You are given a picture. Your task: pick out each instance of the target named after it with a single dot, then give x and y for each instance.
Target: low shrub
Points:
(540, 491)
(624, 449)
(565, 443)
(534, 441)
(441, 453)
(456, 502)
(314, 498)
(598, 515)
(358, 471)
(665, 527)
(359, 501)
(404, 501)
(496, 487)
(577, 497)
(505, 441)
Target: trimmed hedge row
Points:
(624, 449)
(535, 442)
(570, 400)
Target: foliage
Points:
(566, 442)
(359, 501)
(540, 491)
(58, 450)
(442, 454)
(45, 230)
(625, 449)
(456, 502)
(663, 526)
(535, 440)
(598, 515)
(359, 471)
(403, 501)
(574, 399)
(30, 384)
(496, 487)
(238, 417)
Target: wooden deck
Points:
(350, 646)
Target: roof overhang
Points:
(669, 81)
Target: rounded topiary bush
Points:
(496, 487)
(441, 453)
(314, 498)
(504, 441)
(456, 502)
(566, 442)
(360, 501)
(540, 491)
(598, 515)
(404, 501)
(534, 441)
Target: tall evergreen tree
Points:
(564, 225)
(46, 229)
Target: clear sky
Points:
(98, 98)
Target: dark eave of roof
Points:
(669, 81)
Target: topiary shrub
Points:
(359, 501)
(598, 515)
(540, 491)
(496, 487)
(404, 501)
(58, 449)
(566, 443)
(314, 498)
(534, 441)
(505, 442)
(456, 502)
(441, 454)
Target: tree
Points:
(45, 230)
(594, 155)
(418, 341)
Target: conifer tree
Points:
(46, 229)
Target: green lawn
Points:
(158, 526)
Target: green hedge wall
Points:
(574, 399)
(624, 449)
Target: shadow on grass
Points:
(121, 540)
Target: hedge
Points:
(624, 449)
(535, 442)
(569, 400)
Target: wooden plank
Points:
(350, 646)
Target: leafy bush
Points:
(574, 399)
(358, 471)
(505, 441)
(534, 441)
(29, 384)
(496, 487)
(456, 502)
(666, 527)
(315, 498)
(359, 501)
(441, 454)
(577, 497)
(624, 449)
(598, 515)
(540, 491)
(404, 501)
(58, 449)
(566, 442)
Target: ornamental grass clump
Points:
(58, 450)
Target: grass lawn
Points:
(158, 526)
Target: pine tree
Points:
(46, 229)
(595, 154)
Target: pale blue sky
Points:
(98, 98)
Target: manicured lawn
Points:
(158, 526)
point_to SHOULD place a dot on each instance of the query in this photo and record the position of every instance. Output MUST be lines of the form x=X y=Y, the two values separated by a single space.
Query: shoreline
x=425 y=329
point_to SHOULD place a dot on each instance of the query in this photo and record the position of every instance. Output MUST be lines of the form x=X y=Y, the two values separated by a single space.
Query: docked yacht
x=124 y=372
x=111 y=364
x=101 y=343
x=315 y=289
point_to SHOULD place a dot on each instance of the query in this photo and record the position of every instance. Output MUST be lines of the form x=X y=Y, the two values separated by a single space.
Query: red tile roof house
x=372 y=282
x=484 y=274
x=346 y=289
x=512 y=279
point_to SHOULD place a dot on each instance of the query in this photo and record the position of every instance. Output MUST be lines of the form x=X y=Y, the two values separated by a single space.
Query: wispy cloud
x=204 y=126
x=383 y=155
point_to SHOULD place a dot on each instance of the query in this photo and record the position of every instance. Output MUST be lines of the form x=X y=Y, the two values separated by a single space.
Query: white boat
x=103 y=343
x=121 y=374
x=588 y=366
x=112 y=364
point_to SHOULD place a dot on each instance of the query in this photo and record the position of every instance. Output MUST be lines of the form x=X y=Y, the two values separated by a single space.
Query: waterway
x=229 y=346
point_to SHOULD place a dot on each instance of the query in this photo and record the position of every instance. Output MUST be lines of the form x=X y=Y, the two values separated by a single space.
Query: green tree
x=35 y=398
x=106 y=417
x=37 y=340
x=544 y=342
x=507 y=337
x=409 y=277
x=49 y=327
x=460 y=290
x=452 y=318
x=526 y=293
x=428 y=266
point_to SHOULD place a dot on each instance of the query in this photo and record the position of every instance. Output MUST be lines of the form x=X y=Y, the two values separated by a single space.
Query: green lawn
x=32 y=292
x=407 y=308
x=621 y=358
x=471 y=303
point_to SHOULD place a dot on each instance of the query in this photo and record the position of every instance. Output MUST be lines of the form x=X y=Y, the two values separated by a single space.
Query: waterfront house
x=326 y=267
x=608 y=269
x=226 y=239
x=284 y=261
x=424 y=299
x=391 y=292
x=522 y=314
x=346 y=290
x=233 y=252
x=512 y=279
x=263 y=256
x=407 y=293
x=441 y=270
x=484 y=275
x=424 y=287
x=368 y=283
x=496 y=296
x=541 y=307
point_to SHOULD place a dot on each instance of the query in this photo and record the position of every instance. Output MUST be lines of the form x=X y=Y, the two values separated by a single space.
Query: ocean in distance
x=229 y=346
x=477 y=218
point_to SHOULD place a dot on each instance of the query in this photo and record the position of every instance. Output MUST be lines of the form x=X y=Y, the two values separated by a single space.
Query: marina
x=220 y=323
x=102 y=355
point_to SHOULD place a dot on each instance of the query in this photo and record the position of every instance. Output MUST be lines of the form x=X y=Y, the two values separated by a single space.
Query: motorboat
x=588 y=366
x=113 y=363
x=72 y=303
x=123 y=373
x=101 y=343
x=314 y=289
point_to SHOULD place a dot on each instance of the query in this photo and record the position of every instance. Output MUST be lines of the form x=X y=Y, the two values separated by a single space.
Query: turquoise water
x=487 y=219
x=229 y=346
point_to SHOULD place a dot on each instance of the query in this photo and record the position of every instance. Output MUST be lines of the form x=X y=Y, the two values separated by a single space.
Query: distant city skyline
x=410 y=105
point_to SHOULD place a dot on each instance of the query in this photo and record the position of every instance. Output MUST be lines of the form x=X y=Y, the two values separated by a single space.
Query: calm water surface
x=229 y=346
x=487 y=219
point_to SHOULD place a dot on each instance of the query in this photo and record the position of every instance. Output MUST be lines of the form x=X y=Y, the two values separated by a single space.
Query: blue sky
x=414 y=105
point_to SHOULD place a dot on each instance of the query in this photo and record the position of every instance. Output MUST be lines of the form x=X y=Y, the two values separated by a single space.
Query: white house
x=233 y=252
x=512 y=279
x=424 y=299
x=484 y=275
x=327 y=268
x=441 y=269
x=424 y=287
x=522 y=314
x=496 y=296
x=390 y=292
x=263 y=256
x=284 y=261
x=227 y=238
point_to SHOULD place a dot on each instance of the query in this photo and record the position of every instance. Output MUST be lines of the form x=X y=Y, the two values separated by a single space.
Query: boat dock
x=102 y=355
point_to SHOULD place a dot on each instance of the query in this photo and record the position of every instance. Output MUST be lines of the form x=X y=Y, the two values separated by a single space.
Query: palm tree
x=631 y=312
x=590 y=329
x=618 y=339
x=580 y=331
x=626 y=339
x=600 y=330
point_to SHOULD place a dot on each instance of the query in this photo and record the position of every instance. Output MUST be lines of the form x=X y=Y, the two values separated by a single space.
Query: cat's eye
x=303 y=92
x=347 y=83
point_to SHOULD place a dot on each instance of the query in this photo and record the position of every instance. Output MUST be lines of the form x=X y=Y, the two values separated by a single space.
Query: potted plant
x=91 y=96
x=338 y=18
•••••
Problem requirements: Write out all the records above again, swapping every "topiary" for "clipped" and keeping everything else unchanged.

Worked solution:
You are given a picture. Your task: pick out each instance of the target named after it with a single dot, then give x and y for each instance.
Target: low shrub
Points:
(540, 491)
(624, 449)
(565, 443)
(534, 441)
(441, 453)
(456, 502)
(314, 498)
(598, 515)
(358, 471)
(665, 527)
(359, 501)
(404, 501)
(496, 487)
(577, 497)
(505, 441)
Target: trimmed hedge row
Points:
(624, 449)
(535, 442)
(570, 400)
Target: foliage
Points:
(566, 442)
(359, 501)
(540, 491)
(58, 450)
(442, 454)
(45, 230)
(625, 449)
(456, 502)
(663, 526)
(535, 440)
(598, 515)
(359, 471)
(403, 501)
(574, 399)
(30, 384)
(496, 487)
(238, 417)
Target: wooden deck
Points:
(350, 646)
Target: roof overhang
Points:
(669, 81)
Target: rounded clipped bush
Points:
(496, 487)
(441, 453)
(314, 498)
(504, 441)
(456, 502)
(566, 442)
(360, 501)
(540, 491)
(598, 515)
(404, 501)
(534, 441)
Target: tall evergreen tree
Points:
(564, 225)
(46, 229)
Target: clear sky
Points:
(98, 98)
Target: dark eave of roof
Points:
(669, 81)
Target: clipped shrub
Points:
(359, 501)
(598, 515)
(540, 491)
(496, 487)
(404, 501)
(58, 449)
(566, 443)
(314, 498)
(534, 441)
(505, 442)
(456, 502)
(441, 454)
Target: tree
Points:
(45, 230)
(594, 155)
(418, 341)
Target: conifer tree
Points:
(46, 229)
Target: green lawn
Points:
(158, 526)
Target: green hedge wall
Points:
(574, 399)
(624, 449)
Target: shadow on grass
Points:
(121, 540)
Target: hedge
Points:
(624, 449)
(535, 442)
(569, 400)
Target: wooden plank
Points:
(350, 646)
Target: leafy bush
Points:
(574, 399)
(358, 471)
(505, 441)
(534, 441)
(29, 384)
(496, 487)
(456, 502)
(666, 527)
(315, 498)
(359, 501)
(441, 454)
(577, 497)
(624, 449)
(598, 515)
(540, 491)
(404, 501)
(58, 449)
(566, 442)
Target: ornamental grass clump
Points:
(58, 450)
Target: grass lawn
Points:
(158, 526)
Target: pine tree
Points:
(46, 229)
(595, 154)
Target: pale blue sky
Points:
(98, 98)
Target: manicured lawn
Points:
(158, 526)
point_to SHOULD place a dot on each instance of the query in this photo and record the position of every instance. Output MUST be lines of the form x=X y=Y, the two values separated by a single space.
Query: shoreline
x=425 y=329
point_to SHOULD place a dot on each instance of the query in this photo and record the position of every instance. Output MUST be lines of the form x=X y=Y, the two values separated by a single space.
Query: docked yacht
x=124 y=372
x=111 y=364
x=101 y=343
x=315 y=289
point_to SHOULD place a dot on each instance of the query in this photo and record the position of every instance. Output MUST be lines of the form x=X y=Y, the two values separated by a single space.
Query: red tile roof house
x=372 y=282
x=484 y=274
x=346 y=289
x=512 y=279
point_to SHOULD place a dot on each instance of the query in this photo and record the position of every instance. Output MUST be lines of the form x=X y=Y, the two values separated by a single space.
Query: wispy cloud
x=204 y=126
x=383 y=155
point_to SHOULD place a dot on each instance of the query in this photo and record the position of every instance. Output MUST be lines of the form x=X y=Y, the two values separated by a single space.
Query: white boat
x=103 y=343
x=121 y=374
x=588 y=366
x=112 y=364
point_to SHOULD place a dot on each instance of the query in this photo and record the position of every instance. Output MUST be lines of the form x=X y=Y, the two values separated by a single space.
Query: waterway
x=229 y=346
point_to SHOULD place a dot on each instance of the query in this photo and record the position of every instance. Output MUST be lines of the form x=X y=Y, the two values separated by a single space.
Query: green tree
x=35 y=398
x=106 y=417
x=37 y=340
x=544 y=342
x=507 y=337
x=409 y=277
x=49 y=327
x=460 y=290
x=452 y=318
x=526 y=293
x=428 y=266
point_to SHOULD place a dot on each instance of the query in this photo and record the position of every instance. Output MUST be lines of the form x=X y=Y, the two values separated by a single space.
Query: green lawn
x=32 y=292
x=407 y=308
x=621 y=358
x=471 y=303
point_to SHOULD place a dot on each instance of the query in this photo and record the position of every instance. Output MUST be lines of the form x=X y=Y, the two values separated by a single space.
Query: waterfront house
x=326 y=267
x=608 y=269
x=226 y=239
x=284 y=261
x=424 y=299
x=391 y=292
x=522 y=314
x=346 y=290
x=233 y=252
x=512 y=279
x=263 y=256
x=407 y=293
x=441 y=270
x=484 y=275
x=424 y=287
x=368 y=283
x=496 y=296
x=541 y=307
point_to SHOULD place a dot on each instance of the query in this photo and record the position of every instance. Output MUST be lines of the form x=X y=Y, the two values separated by a single space.
Query: ocean in distance
x=229 y=346
x=477 y=218
point_to SHOULD place a dot on each instance of the query in this photo and record the position of every instance. Output MUST be lines of the form x=X y=Y, the two values separated by a single space.
Query: marina
x=220 y=323
x=102 y=355
point_to SHOULD place a dot on each instance of the query in this photo and record the position of every instance. Output MUST be lines of the form x=X y=Y, the two values separated by a single space.
Query: motorboat
x=588 y=366
x=113 y=363
x=72 y=303
x=123 y=373
x=101 y=343
x=314 y=289
point_to SHOULD place a dot on each instance of the query in this photo and record the position of every instance. Output MUST be lines of the form x=X y=Y, the two values separated by a single space.
Query: turquoise water
x=487 y=219
x=229 y=346
point_to SHOULD place a dot on each instance of the query in this photo and record the position of every instance. Output MUST be lines of the form x=X y=Y, the two values separated by a single space.
Query: distant city skyline
x=410 y=105
point_to SHOULD place a dot on each instance of the query in this photo and record the position of every instance. Output MUST be lines of the form x=X y=Y, the two values separated by a single space.
Query: calm water surface
x=229 y=346
x=487 y=219
point_to SHOULD place a dot on each instance of the query in this photo and record the position of every instance. Output MUST be lines of the form x=X y=Y, the two values separated by a single space.
Query: blue sky
x=414 y=105
point_to SHOULD place a dot on each instance of the query in this photo and record the position of every instance. Output MUST be lines of the form x=X y=Y, the two values separated by a single space.
Query: white house
x=233 y=252
x=512 y=279
x=424 y=299
x=484 y=275
x=327 y=268
x=441 y=269
x=424 y=287
x=522 y=314
x=496 y=296
x=390 y=292
x=263 y=256
x=284 y=261
x=227 y=238
point_to SHOULD place a dot on each instance of the query in this photo and record the position of every instance. Output MUST be lines of the form x=X y=Y, the two values separated by a single space.
Query: boat dock
x=102 y=355
point_to SHOULD place a dot on each instance of the query in this photo and record the position of every instance. Output MUST be lines of the form x=X y=Y, the two values separated by a single space.
Query: palm tree
x=631 y=312
x=590 y=329
x=618 y=339
x=580 y=331
x=626 y=339
x=600 y=330
point_to SHOULD place a dot on each instance of the query in this photo and record the position of every instance. Output MUST be lines of the form x=X y=Y, the two values separated by a single space.
Query: cat's eye
x=303 y=92
x=347 y=83
point_to SHOULD place a dot on each instance of the query in this photo and record the position of every instance. Output MUST be lines of the form x=X y=Y, the two values separated by a single space.
Query: potted plant
x=91 y=96
x=338 y=18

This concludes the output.